## What to produce
In the DataOps passage below, set down word for word the stretch that begins at "In the Innovation Pipeline code" and ends after "ensure output quality.".

## Excerpted passage
|---|

DataOps implements continuous deployment of new ideas by automating the workflow for building and deploying new analytics. It reduces the overall cycle time of turning ideas into innovation. While doing this, the development team must avoid introducing new analytics that break production. The DataOps enterprise uses logic tests to validate new code before it is deployed. Logic tests ensure that data matches business assumptions.

With logic tests in place, the development pipeline can be automated for continuous deployment, simplifying the release of new enhancements and enabling the data analytics team to focus on the next valuable feature. With DataOps the dev team can deploy without worrying about breaking the production systems. This is a key characteristic of a fulfilled, productive team.

The Value-Innovation Pipeline

The two workflows are combined into the Value-Innovation Pipeline in the figure below. The Value-Innovation Pipeline captures the interplay between development and production, and between data and code. DataOps breaks down this barrier so that cycle time and quality can be improved. The practices it employs help orchestrate data to production and the deployment of new features, while maintaining quality. DataOps speeds the extraction of value from data and improves the velocity of new development while ensuring the quality of data and code in production systems.

Process

Development and Deployment

DataOps builds upon the DevOps development model. The DevOps process flow includes a series of steps that are common to software development projects:

• Develop – create/modify an application
• Build – assemble application components
• Test – verify the application in a test environment
• Deploy – transition code into production
• Run – execute the application

DevOps introduces three foundational concepts: Continuous Integration (CI), Continuous Delivery (CD) and Continuous Deployment. The goal of Continuous Integration is to enable an automated way to build, package, and test applications. Continuous Delivery is tasked with automating the delivery of applications to a given environment via manual release process. Finally, Continuous Deployment is the process of automatically releasing source code to a production environment.

Once an application passes all qualification tests, it is deployed to production. Together CI and CD resolve the main constraint hampering Agile development. Before DevOps, Agile created a rapid succession of updates and innovations that would stall in a manual integration and deployment process. With automated CI and CD, DevOps has enabled companies to update their software many times per day.

Testing

Tests in DataOps have a role in both the Value and Innovation Pipelines. In the Value Pipeline, tests monitor the data values flowing through, to catch anomalies or flag data values outside statistical norms. In the Innovation Pipeline, tests validate new analytics before deploying them.

In DataOps, tests target either data or code. The Figure below illustrates this concept. Data that flows through the Value Pipeline is variable and subject to SPC and monitoring. Tests target the data which is continuously changing. Analytics in the Value Pipeline, on the other hand, are fixed and change only using a formal release process. In the Value Pipeline, analytics are revision controlled to minimize any disruptions in service that could affect the data pipeline.

In the Innovation Pipeline code is variable and data is fixed. The analytics are revised and updated until complete. Once the sandbox (analytics development environment) is set up, the data usually doesn’t change. In the Innovation Pipeline, tests target the code (analytics), not the data. All tests must pass before promoting (merging) new code into production. A good test suite serves as an automated form of impact analysis that runs on any and every code change before deployment.

Some tests are aimed at both data and code. For example, a test that makes sure that a database has the right number of rows helps your data and code work together. Ultimately both data tests and code tests work together to ensure output quality.

|---|

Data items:
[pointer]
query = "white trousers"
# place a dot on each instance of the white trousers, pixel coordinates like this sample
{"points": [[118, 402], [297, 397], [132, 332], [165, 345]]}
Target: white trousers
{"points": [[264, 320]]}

|---|

## Response
In the Innovation Pipeline code is variable and data is fixed. The analytics are revised and updated until complete. Once the sandbox (analytics development environment) is set up, the data usually doesn’t change. In the Innovation Pipeline, tests target the code (analytics), not the data. All tests must pass before promoting (merging) new code into production. A good test suite serves as an automated form of impact analysis that runs on any and every code change before deployment.

Some tests are aimed at both data and code. For example, a test that makes sure that a database has the right number of rows helps your data and code work together. Ultimately both data tests and code tests work together to ensure output quality.